February 11, 2026 Research

Accelerating Mathematical and Scientific Discovery with Gemini Deep Think

Thang Luong and Vahab Mirrokni

A futuristic digital graphic on a black background featuring a glowing blue wireframe sphere at the center. The sphere is surrounded by mathematical and physics symbols, floating variables, and snippets of programming code. Dotted wave patterns in blue, green, and yellow drift across the composition, creating a sense of data visualization and advanced computing.

Listen to article 10 minutes

Under direction from expert mathematicians and scientists, Gemini Deep Think is solving professional research problems across mathematics, physics, and computer science

In the summer of 2025, an advanced version of Gemini Deep Think achieved Gold-medal standard at the International Mathematics Olympiad (IMO) and later, an updated version, obtained similar results at the International Collegiate Programming Contest. These results demonstrated the model could reason through some of the most challenging math and programming problems designed for students. Since then, Gemini Deep Think mode has moved into science, engineering and enterprise workflows to tackle more complex, open-ended challenges.

In the last week, our teams published two papers (1, 2) detailing a cross-disciplinary effort to solve professional research problems using Gemini Deep Think mode. These results stem from deep collaboration between mathematicians, physicists, and computer scientists.

The Frontier of Pure Mathematics

Unlike IMO problems, research-level mathematics requires advanced techniques from vast literature. While foundation models have large knowledge bases, data scarcity often leads to superficial understanding and hallucinations in advanced subjects.

____________

Exercises
(A) Please reproduce the passage of the Deep Think article between "Listen to article" and "complex, open-ended challenges.", inclusive.
(B) According to the Deep Think article, at which contest other than the IMO did an updated version of Gemini Deep Think obtain similar results?
(C) Name every field in which, according to the subtitle line of the Deep Think article, Gemini Deep Think is solving professional research problems.

Information given

____________

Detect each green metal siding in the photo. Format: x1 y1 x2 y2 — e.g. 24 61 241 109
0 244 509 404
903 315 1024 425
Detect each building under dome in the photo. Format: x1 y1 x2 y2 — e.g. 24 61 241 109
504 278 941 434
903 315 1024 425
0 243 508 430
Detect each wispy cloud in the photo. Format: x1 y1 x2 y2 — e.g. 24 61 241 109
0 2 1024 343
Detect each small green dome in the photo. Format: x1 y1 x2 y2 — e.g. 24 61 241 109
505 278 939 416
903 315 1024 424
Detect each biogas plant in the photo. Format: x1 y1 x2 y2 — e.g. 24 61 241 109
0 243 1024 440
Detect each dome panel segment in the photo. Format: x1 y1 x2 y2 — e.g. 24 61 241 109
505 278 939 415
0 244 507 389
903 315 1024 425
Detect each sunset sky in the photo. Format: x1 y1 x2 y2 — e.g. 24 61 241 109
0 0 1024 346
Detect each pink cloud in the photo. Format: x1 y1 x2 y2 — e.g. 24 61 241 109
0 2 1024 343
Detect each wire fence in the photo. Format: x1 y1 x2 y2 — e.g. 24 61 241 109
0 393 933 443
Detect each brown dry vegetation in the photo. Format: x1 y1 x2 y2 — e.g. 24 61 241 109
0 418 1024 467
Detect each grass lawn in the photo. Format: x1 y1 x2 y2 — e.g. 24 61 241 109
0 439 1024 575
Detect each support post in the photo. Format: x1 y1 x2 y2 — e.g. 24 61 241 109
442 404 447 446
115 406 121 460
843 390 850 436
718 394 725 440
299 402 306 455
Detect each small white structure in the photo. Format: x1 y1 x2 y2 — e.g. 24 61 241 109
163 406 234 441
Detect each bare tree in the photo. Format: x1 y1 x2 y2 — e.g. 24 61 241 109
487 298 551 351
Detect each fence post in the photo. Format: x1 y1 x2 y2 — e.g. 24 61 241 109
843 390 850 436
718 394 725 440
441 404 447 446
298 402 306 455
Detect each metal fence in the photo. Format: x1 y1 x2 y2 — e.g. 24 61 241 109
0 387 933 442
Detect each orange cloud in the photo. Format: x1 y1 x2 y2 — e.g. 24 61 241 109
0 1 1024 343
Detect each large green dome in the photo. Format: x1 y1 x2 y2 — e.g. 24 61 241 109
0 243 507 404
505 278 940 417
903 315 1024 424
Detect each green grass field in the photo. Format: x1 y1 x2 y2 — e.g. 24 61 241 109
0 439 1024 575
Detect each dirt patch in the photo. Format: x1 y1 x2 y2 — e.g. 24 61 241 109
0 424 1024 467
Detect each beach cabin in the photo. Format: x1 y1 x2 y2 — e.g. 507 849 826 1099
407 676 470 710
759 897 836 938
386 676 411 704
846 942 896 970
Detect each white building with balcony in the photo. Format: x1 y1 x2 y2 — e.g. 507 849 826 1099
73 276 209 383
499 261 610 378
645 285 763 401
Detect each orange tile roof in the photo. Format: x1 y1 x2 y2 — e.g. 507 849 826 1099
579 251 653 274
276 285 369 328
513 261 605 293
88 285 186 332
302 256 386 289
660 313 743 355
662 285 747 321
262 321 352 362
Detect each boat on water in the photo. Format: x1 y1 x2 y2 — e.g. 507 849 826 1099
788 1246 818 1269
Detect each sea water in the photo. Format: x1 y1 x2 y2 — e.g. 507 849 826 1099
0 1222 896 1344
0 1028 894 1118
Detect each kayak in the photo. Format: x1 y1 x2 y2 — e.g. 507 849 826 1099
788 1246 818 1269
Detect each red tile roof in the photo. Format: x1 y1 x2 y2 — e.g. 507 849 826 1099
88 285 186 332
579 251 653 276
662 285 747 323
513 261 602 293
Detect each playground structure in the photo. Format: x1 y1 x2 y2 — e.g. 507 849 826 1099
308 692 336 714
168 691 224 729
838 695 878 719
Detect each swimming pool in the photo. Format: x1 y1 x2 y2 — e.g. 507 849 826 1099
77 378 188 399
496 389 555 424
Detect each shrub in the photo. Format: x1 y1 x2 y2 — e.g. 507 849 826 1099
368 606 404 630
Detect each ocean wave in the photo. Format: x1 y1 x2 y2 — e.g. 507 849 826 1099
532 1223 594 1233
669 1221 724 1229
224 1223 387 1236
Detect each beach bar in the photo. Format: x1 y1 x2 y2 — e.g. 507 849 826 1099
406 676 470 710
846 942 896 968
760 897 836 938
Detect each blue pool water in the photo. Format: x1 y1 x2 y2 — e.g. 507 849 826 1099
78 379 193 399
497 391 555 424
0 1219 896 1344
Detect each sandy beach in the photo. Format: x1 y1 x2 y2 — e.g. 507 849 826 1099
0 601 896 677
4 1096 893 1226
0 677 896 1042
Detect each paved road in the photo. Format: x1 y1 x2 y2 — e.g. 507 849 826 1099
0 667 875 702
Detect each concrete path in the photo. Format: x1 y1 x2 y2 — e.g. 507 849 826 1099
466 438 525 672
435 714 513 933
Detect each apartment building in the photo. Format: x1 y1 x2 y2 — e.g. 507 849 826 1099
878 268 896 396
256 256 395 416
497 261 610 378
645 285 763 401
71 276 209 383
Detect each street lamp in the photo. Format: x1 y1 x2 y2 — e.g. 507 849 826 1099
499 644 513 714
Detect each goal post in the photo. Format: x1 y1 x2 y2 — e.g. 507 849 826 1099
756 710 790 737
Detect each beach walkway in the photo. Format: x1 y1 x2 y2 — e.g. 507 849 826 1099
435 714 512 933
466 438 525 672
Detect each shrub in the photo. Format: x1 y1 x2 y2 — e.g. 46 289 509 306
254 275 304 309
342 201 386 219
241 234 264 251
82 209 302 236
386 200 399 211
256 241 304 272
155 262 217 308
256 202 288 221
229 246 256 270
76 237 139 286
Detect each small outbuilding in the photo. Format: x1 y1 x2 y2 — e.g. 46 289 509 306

____________

Responses for each task
(A)
Listen to article 10 minutes

Under direction from expert mathematicians and scientists, Gemini Deep Think is solving professional research problems across mathematics, physics, and computer science

In the summer of 2025, an advanced version of Gemini Deep Think achieved Gold-medal standard at the International Mathematics Olympiad (IMO) and later, an updated version, obtained similar results at the International Collegiate Programming Contest. These results demonstrated the model could reason through some of the most challenging math and programming problems designed for students. Since then, Gemini Deep Think mode has moved into science, engineering and enterprise workflows to tackle more complex, open-ended challenges.

(B) The International Collegiate Programming Contest.

(C) Mathematics, physics, and computer science.